● **原文节选**:
金父亲曾经在八十年代火车上遇见一道极醒目的斑驳疤痕的老人,是南京大屠杀死人堆里爬出来参加过淞沪会做的蔡廷锴秘书,帮助潘汉年脱险,因“潘汉年案”入狱二十年的顾高地。一九七七年回到上海,妻子女儿儿子早已十年前自杀,他是顾圣婴的父亲。金宇澄在结尾说书里把重点落在1965年之前,父母的十年动乱遭遇不再细展。岂是克制,当是一个职业编辑无法说出的深意了。去年网络里读到一篇关于顾先生晚年的文章,收养了很多猫,房间里有顾圣婴的照片。
金父亲说起黎里一则少年朋友的家事是另一版本的《雷雨》,有人性有反抗有贪婪有计谋有堕落有远走高飞,几页的故事情节之跌宕可拍成一部电视长剧。而金父亲做地下党时倜傥的形象也秒杀很多电视剧里的人物形象。(我很少用网络词汇,但这个“秒杀”逼真了,有形象,更有气质。)
金母亲的家庭更让我惊讶。我去年十二月关闭博客,手痒想写小说,开头是一个少年因“一二八”淞沪抗战搬去阿姨家,住(现在是长阳路)华德路荆州路弄堂(我祖母家的弄堂原型)。写姨夫是宁波人,手艺人首饰匠人,原来在银楼,后自己做,弄堂口开店铺。我写弄堂口另有烟纸店,是我小说里女孩子家开的,后来我想把它变成一个抗日联络站。巧的是金母亲家从南市搬到提篮桥附近的海门路华德路,离我要写的一站路,金母亲提到家里本来要开烟纸店的,是外婆反对。而且我也提到了去下海庙,我当时查了不少下海庙的材料,提到男孩子读书在荆州路上的工部局学校,即市东中学,金母亲的大哥读此校,他们去看的东海电影院也是我小时候去的,当年提篮桥犹太人集聚地。所有细节上的巧合让我惊讶于书存在着一种奇怪的密码。日记本手写了几页,我因偷懒未继续,像失去了组织只剩下几页未被烧毁的名单。

● **完成下列**:
**a)** 把原文中从“金父亲曾经在八十年代火车上遇”起到“逼真了,有形象,更有气质。)”止的这一段照原样重写一遍。
**b)** 根据原文回答:
(i) 顾高地是哪一年回到上海的?
(ii) 金母亲的大哥在哪所学校读书?
(iii) 金母亲家本来要开烟纸店,是谁反对的?

数据集记录
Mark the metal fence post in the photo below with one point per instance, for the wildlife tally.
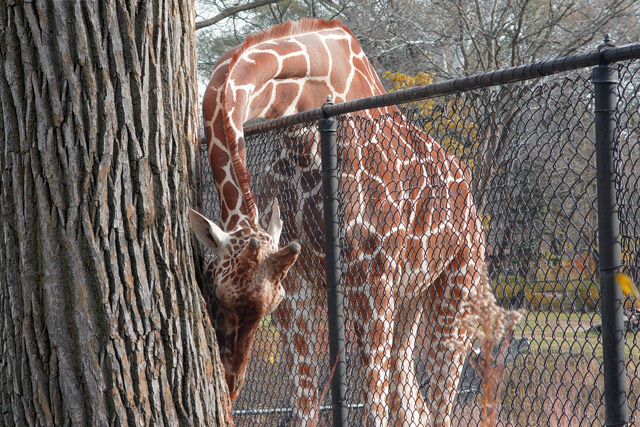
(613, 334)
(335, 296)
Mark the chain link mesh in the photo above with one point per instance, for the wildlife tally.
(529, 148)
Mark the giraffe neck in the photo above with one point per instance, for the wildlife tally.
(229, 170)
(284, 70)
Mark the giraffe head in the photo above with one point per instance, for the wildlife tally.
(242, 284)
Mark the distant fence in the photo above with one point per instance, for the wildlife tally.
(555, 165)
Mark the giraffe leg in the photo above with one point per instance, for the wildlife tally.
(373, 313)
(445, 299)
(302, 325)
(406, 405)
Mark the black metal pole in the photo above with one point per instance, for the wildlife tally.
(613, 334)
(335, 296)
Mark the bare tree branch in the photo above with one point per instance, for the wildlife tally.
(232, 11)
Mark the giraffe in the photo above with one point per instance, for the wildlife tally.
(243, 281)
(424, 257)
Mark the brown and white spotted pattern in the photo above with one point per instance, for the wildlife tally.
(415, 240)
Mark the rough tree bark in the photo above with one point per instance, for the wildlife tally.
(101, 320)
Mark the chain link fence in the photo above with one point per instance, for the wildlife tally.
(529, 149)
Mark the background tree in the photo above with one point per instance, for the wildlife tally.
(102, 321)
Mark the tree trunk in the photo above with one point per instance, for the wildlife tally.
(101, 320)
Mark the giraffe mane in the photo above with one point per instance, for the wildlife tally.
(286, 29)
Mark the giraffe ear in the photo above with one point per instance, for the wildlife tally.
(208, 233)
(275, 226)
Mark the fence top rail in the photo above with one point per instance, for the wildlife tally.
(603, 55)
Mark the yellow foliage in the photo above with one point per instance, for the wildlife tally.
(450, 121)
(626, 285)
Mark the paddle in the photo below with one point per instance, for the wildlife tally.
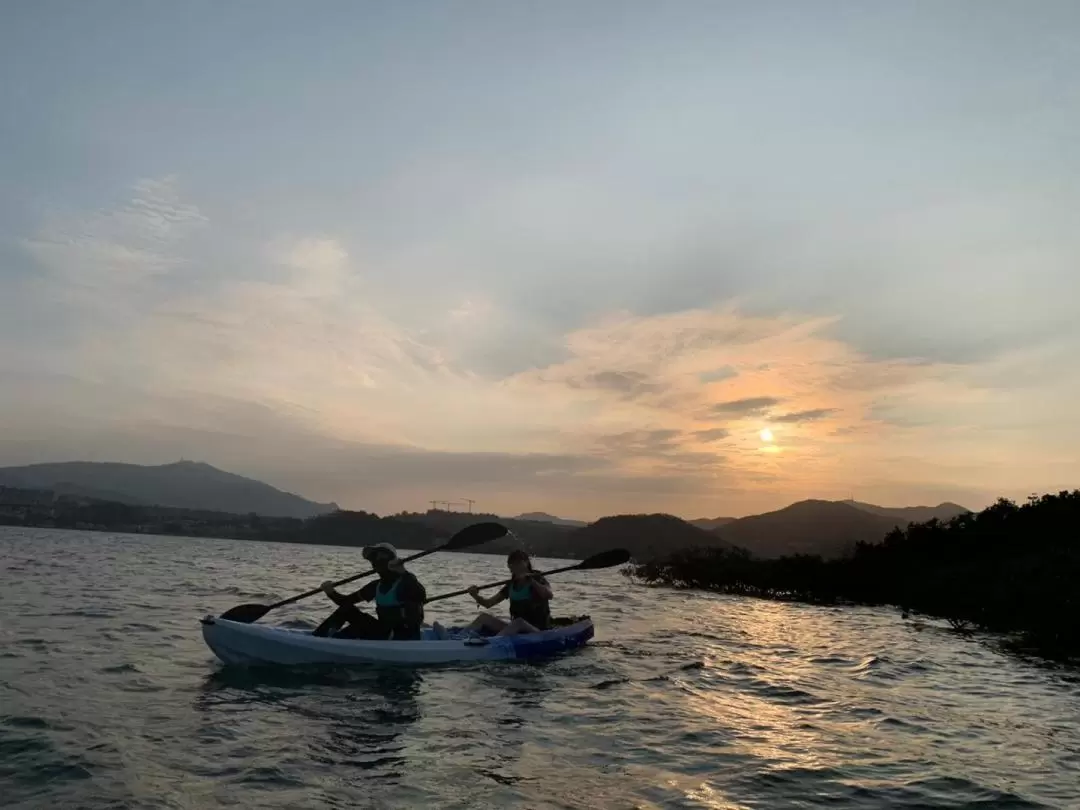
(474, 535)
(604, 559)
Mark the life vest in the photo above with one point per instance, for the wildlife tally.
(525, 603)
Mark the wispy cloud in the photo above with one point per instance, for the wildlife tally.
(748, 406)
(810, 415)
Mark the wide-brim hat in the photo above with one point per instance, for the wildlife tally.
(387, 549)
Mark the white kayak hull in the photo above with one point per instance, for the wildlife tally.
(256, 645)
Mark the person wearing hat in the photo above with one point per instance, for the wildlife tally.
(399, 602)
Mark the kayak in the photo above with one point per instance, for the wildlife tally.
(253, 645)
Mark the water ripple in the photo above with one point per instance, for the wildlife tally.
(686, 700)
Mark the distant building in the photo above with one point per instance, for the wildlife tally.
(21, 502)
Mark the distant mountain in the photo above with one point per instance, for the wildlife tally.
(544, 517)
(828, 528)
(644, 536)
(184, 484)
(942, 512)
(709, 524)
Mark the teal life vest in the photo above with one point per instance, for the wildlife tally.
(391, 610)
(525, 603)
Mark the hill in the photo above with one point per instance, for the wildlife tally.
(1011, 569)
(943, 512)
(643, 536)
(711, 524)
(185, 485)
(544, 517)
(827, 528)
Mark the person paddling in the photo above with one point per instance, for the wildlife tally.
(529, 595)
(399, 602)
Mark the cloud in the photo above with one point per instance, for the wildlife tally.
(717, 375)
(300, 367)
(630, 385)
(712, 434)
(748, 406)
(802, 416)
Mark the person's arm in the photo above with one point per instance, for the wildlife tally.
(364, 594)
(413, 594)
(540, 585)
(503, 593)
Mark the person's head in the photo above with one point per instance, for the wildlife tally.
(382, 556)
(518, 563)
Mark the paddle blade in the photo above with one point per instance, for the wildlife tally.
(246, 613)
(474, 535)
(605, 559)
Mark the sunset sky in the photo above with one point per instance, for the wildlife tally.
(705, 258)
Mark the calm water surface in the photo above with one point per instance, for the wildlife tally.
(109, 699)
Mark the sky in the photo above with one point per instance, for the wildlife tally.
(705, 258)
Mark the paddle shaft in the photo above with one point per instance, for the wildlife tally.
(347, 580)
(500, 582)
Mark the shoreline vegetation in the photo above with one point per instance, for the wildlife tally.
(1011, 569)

● **练习答案**:
**a)**
金父亲曾经在八十年代火车上遇见一道极醒目的斑驳疤痕的老人,是南京大屠杀死人堆里爬出来参加过淞沪会做的蔡廷锴秘书,帮助潘汉年脱险,因“潘汉年案”入狱二十年的顾高地。一九七七年回到上海,妻子女儿儿子早已十年前自杀,他是顾圣婴的父亲。金宇澄在结尾说书里把重点落在1965年之前,父母的十年动乱遭遇不再细展。岂是克制,当是一个职业编辑无法说出的深意了。去年网络里读到一篇关于顾先生晚年的文章,收养了很多猫,房间里有顾圣婴的照片。
金父亲说起黎里一则少年朋友的家事是另一版本的《雷雨》,有人性有反抗有贪婪有计谋有堕落有远走高飞,几页的故事情节之跌宕可拍成一部电视长剧。而金父亲做地下党时倜傥的形象也秒杀很多电视剧里的人物形象。(我很少用网络词汇,但这个“秒杀”逼真了,有形象,更有气质。)

**b)**
(i) 一九七七年。
(ii) 荆州路上的工部局学校,即市东中学。
(iii) 外婆。